Texte de l'exercice:
((

La veille de ta naissance, ma sœur et ma mère me laissaient seule pour le WE, partant rejoindre leur conjoint respectif. Il régnait une atmosphère de calme extrême. Au fond, je crois que l’on savait que ce serait le moment. A l’aube du samedi 4 décembre 2010, avec 10 jours d’avance, lorsqu’il n’y avait pas de doute sur les contractions ressenties, j’ai marché seule jusqu’à l’hôpital, passant à travers les vendeurs du marché qui installaient leurs tables, me demandant si tout allait bien. Il était 8h, il faisait froid, mais je ne le sentais pas. Il était 8h et une tempête de neige se préparait. Il était 8h et j’ai détesté cet hôpital. Tout cet hôpital : le monitoring, les touchers vaginaux, l’inscription, cette vieille chambre jaune, le personnel faussement attentionné, ma mère qui me parlait pendant mes contractions, la douleur de l’aiguille de la péridurale puis le soulagement procuré, la tranquillité et les rires au téléphone alors que mon petit homme souffrait pour avancer, le perçage de la poche des eaux, les pieds dans les étriers, la peur de la douleur, le doigt sur le bouton de l’injection d’anesthésiant, les yeux rivés sur l’horloge, Dov arrivant pour les trente dernières minutes, sa main sur ma nuque, la respiration et la poussée forcées, l’absence totale de repères et de sensation, les mains de cette infirmière appuyant sur mon ventre, les regards stressés et stressants sur le rythme cardiaque, les “allez on bloque la respiration”, l’épisiotomie…

Puis, comme dans un film au ralenti, comme une seconde qui dure une heure, te voilà. Tu es là. Moi qui n’arrivais pas à m’imaginer un seul instant à quoi tu puisses ressembler, tu étais le plus beau bébé de la terre entière. A la micro seconde où je t’ai aperçu, je suis littéralement tombée amoureuse. Le coup de foudre total, qui prévient pas, qui nous marque jusque sous la peau.

))

Consignes du problème: Reprenez le récit de la naissance et poursuivez-le à partir de sa dernière phrase.

Données fournies:
((

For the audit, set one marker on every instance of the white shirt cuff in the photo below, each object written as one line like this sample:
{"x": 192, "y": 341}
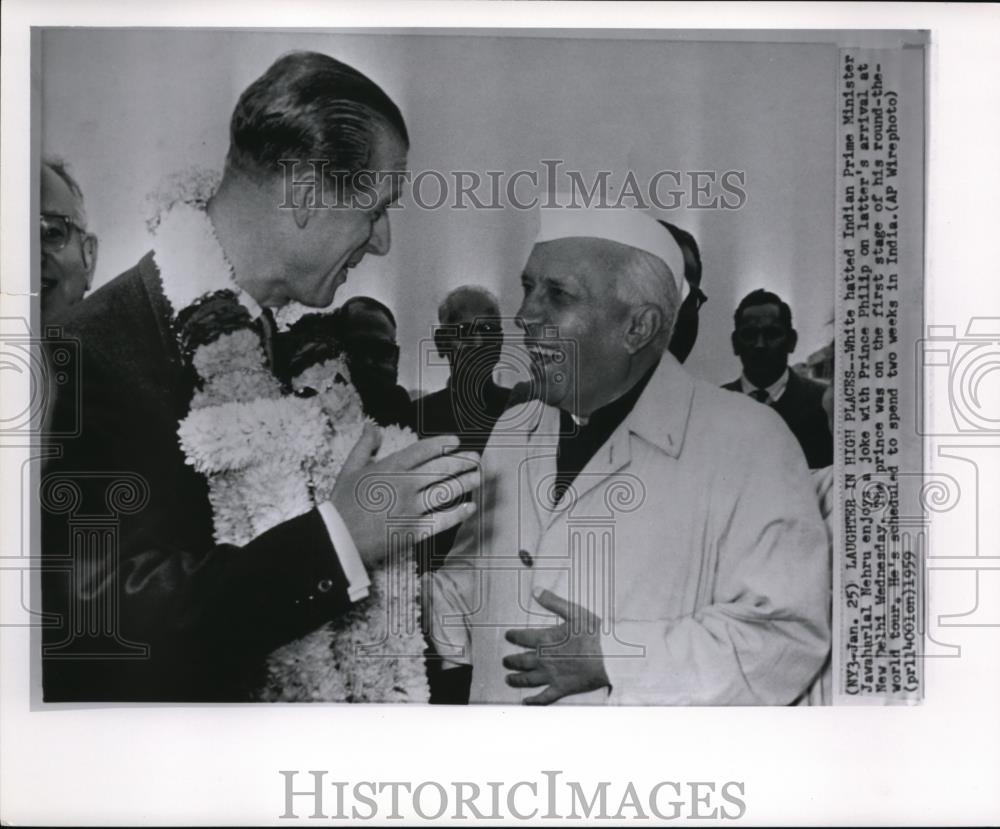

))

Réponse ci-dessous:
Je ne vais pas m’étendre sur les suites de couche à l’hôpital qui ont été très pénibles pour moi : douleurs et soins de l’épisiotomie, absence de sommeil de plus d’une heure, pleurs, sentiment de solitude, dégoût de ce corps tout strié, bleuté et dégoulinant, fatigue extrême, allaitement douloureux… Le retour chez ma mère 3 jours après m’a fait du bien même si cela a été de courte durée. Le départ dans ma Provinces où je ne me sentais déjà pas chez moi, a été encore plus dur que ce que je ne le pensais, la difficulté de faire de la place pour le papa alors que j’ai finalement toujours été seule avec mon fils avant comme après sa naissance, surmonter la fatigue et tous les petits et gros tracas, me sentir seule, loin de ma famille et de mes amis, me sentir différente des gens de mon âge… Tout ça a pris du temps, tout ça a été très dur, mais mon fils était tout pour moi et j’étais tout pour lui. Je garde de cette période un sentiment amer et à la fois plein d’émotions. Et si j’aime beaucoup ce proverbe : “La vie est un voyage et non une destination. Il n’y a pas d’erreur, seulement des chances que nous avons prises”, c’est parce que la vie pour moi c’est ça : se jeter complètement dedans, vivre ses émotions, être abattue par des obstacles puis les surmonter, dépasser le sentiment d’échec et toujours considérer que chaque étape amène vers quelque chose de positif. Finalement, il “suffit” d’être patient et de prendre la vie comme elle vient.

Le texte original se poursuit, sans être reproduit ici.